» **TEXTE À LIRE**
* * * * * * *

Le « couple » France-Allemagne : toujours lié mais de moins en moins exclusif
La relation franco-allemande, pourrait-on dire, a débuté lors du traité de Verdun qui partagea, en 843, l'empire carolingien entre les trois petits-fils de Charlemagne, d’où naquirent ce qui devint l'Allemagne et ce qui devint la France.
Après cette séparation se développèrent des relations basées sur un rapport de force, rapport propre à toute relation internationale, mais qui tourna souvent au rapport conflictuel, lui-même régulièrement en faveur de la France, du moins jusqu'à 1813, date de la bataille de Leipzig.
Jusqu’à 1870, l'Allemagne n’était pas considérée comme notre ennemi héréditaire tout comme la France, jusqu’au début du XIXème siècle n'était pas considérée comme « Erbfeind » par les Allemands. Cette situation dura ainsi près d’un millénaire, du IXème au XIXème siècle. Non pas que les soldats français n'aient piétiné régulièrement la rive Est du Rhin mais simplement, les Allemands étaient dispersés en une multitude d'Etats dont certains, selon les circonstances, étaient alliés à la France. La vraie rupture intervint donc au début du XIXème siècle avec l’émergence en Allemagne d’un nationalisme puissant dans les Lettres[1], la pensée, la musique, nationalisme qui se voulait moins libérateur des régimes contre-révolutionnaires de la Sainte-Alliance qu’unificateur et, sous certains aspects, purificateur de l’Allemagne[2]. Les historiens s’accordent pour considérer cependant que les prémices du nationalisme allemand se trouvent chez Luther et sa volonté d'identifier sa nouvelle religion à l'Allemagne, brisant ainsi l’idée d’universalité contenue dans le catholicisme. Or ce qui n’était qu’en germe entre Luther et la Révolution française, s’institutionnalisa après elle, notamment avec la malheureuse idée que celui qui parle allemand ou un dialecte germanique est forcément un Allemand. Ce fut la deuxième mort de Goethe, la victoire de Fichte et Herder sur Goethe et Lessing.

* * * * * * *

» **CONSIGNE**
Poursuivez le texte sur la relation franco-allemande en reprenant juste après sa dernière phrase.

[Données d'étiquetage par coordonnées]

* * * * * * *

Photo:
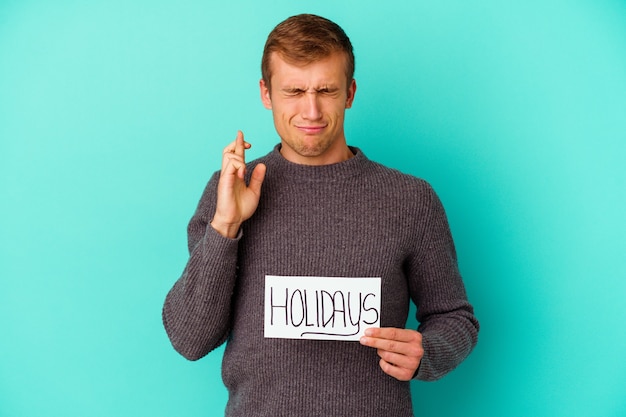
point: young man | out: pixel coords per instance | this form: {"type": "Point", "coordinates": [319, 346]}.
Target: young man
{"type": "Point", "coordinates": [315, 207]}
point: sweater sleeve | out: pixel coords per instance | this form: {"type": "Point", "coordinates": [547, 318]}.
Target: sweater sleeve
{"type": "Point", "coordinates": [196, 312]}
{"type": "Point", "coordinates": [447, 322]}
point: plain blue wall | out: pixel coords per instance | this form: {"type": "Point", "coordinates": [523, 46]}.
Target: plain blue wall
{"type": "Point", "coordinates": [112, 118]}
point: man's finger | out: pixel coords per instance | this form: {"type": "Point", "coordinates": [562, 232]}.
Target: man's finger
{"type": "Point", "coordinates": [392, 333]}
{"type": "Point", "coordinates": [240, 144]}
{"type": "Point", "coordinates": [256, 179]}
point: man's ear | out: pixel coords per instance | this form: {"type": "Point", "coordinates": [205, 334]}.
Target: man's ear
{"type": "Point", "coordinates": [265, 95]}
{"type": "Point", "coordinates": [351, 93]}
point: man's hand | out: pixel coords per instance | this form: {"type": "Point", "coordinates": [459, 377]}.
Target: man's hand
{"type": "Point", "coordinates": [400, 350]}
{"type": "Point", "coordinates": [236, 201]}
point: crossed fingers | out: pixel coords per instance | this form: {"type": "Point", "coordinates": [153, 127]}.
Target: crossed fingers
{"type": "Point", "coordinates": [233, 158]}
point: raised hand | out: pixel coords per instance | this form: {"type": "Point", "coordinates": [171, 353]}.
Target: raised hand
{"type": "Point", "coordinates": [236, 201]}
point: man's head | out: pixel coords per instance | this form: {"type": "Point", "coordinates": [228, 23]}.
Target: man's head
{"type": "Point", "coordinates": [309, 62]}
{"type": "Point", "coordinates": [303, 39]}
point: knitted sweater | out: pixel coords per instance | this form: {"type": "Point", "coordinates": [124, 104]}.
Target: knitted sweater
{"type": "Point", "coordinates": [356, 218]}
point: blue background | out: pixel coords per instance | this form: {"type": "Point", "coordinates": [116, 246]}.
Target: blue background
{"type": "Point", "coordinates": [112, 118]}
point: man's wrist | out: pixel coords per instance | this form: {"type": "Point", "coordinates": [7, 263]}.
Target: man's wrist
{"type": "Point", "coordinates": [228, 230]}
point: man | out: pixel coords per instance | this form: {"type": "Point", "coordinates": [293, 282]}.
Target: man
{"type": "Point", "coordinates": [315, 207]}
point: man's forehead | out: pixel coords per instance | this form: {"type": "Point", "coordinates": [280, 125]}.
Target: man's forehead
{"type": "Point", "coordinates": [329, 69]}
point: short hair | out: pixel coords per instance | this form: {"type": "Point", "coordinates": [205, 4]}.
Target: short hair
{"type": "Point", "coordinates": [303, 39]}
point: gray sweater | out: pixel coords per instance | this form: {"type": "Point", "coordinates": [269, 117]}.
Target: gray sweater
{"type": "Point", "coordinates": [352, 219]}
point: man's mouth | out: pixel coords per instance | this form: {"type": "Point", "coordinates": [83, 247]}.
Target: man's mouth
{"type": "Point", "coordinates": [311, 129]}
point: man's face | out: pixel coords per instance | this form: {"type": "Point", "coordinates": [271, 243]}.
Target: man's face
{"type": "Point", "coordinates": [308, 104]}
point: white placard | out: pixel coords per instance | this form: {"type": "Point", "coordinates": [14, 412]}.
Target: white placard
{"type": "Point", "coordinates": [327, 308]}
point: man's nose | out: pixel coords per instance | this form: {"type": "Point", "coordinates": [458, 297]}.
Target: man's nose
{"type": "Point", "coordinates": [311, 108]}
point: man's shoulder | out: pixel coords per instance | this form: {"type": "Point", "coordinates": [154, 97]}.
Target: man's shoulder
{"type": "Point", "coordinates": [395, 177]}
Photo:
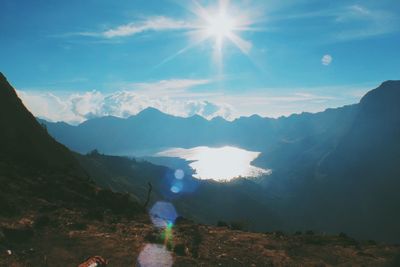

* * * * * * *

» **RÉPONSE CI-DESSOUS**
Paradoxalement, c’est lorsque l’Allemagne commençait à rassembler toute son énergie pour tendre vers le but de l’unité, qu’elle trouva des alliés indirects, que cela soit Napoléon Ier instituant le Rheinbund conduisant à une simplification de la carte de l’Allemagne mais surtout Napoléon III, avec sa volonté de faire appliquer partout le principe des nationalités et d’encourager l’Allemagne à l’union. Dans la même période, la relation franco-allemande, coté français, était dépassionnée et même assez bienveillante. Cependant l’échec du monde germanique face à Rome, dont la France était considérée comme fille aînée, l’échec du Saint-Empire face aux Capétiens et aux Bourbons, l’échec du Saint-Empire dans son désir d’unité, firent que l’Allemagne, et non l’Italie, les Pays-Bas ou le Royaume-Uni, détestait et jalousait son concurrent continental, la France. Finalement cette frustration ne cessa pas avant 1945 et l’écrasement des prétentions hégémoniques allemandes.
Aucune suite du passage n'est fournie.